> [MATERIAL]
┌────────

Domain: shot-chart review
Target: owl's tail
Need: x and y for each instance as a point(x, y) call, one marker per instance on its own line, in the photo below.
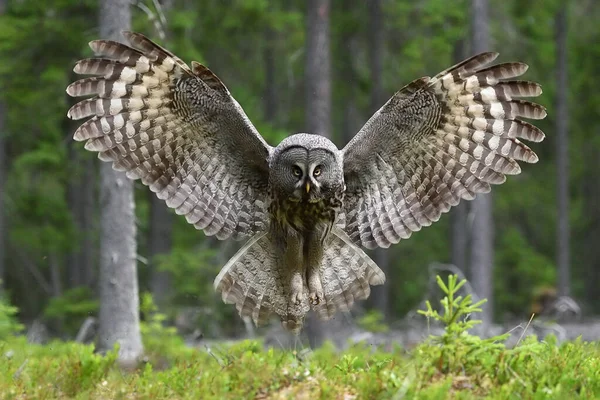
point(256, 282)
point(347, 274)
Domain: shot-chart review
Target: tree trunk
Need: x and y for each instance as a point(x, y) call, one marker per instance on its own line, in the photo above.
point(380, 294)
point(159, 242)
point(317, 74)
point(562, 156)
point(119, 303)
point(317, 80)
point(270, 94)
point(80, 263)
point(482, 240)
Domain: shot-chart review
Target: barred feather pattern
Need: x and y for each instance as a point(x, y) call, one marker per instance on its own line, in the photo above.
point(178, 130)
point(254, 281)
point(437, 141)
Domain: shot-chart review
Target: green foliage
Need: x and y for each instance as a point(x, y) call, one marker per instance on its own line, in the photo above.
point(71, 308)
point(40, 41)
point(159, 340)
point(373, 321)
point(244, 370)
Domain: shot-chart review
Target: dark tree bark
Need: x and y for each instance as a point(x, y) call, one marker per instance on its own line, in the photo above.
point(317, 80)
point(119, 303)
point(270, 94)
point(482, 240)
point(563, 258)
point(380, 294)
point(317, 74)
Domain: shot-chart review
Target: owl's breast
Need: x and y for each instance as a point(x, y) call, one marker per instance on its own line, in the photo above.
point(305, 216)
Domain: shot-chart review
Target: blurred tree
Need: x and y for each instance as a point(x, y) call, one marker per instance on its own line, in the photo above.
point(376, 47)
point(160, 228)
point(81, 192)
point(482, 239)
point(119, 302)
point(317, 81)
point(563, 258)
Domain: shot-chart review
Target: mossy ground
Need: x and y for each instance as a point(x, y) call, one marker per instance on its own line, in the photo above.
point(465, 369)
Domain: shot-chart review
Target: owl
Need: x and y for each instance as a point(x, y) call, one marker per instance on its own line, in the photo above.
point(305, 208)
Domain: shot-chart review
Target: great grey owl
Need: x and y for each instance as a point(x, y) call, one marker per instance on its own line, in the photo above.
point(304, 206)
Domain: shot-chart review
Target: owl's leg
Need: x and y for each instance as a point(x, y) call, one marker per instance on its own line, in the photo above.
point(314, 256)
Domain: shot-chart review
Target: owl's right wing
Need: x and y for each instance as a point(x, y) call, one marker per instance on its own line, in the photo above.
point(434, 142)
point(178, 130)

└────────
┌────────

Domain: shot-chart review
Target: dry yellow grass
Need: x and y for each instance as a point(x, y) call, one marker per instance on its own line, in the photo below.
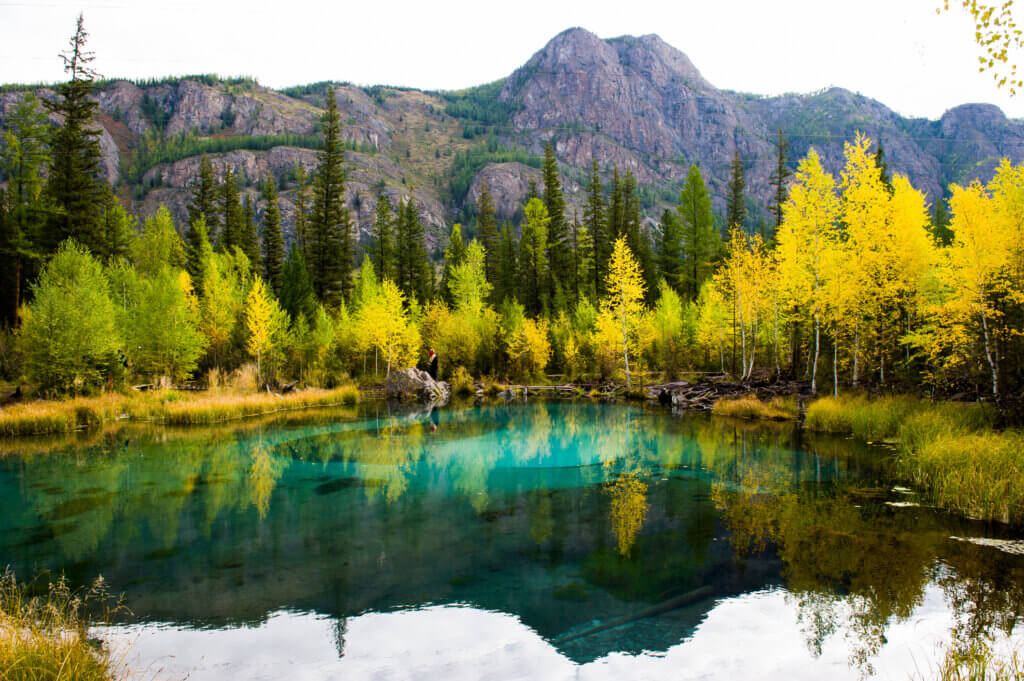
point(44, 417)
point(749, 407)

└────────
┌────────

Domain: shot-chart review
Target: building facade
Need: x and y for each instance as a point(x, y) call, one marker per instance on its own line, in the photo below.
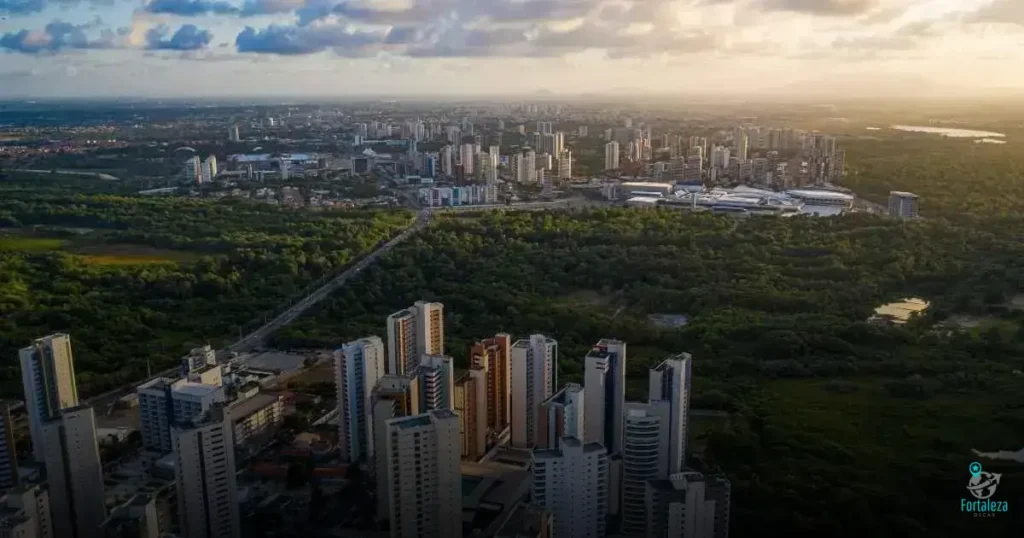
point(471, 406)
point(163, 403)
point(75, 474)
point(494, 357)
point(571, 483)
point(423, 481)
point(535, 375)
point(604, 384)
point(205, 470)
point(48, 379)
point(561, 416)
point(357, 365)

└────────

Pick out each line in the rows above that contains the string "tree", and copy every such line in full. Treat uppercase and lowercase letters as distinct when matching.

> [EXPECTED ANSWER]
Target: tree trunk
Target: dark tree bark
Target: blurred tree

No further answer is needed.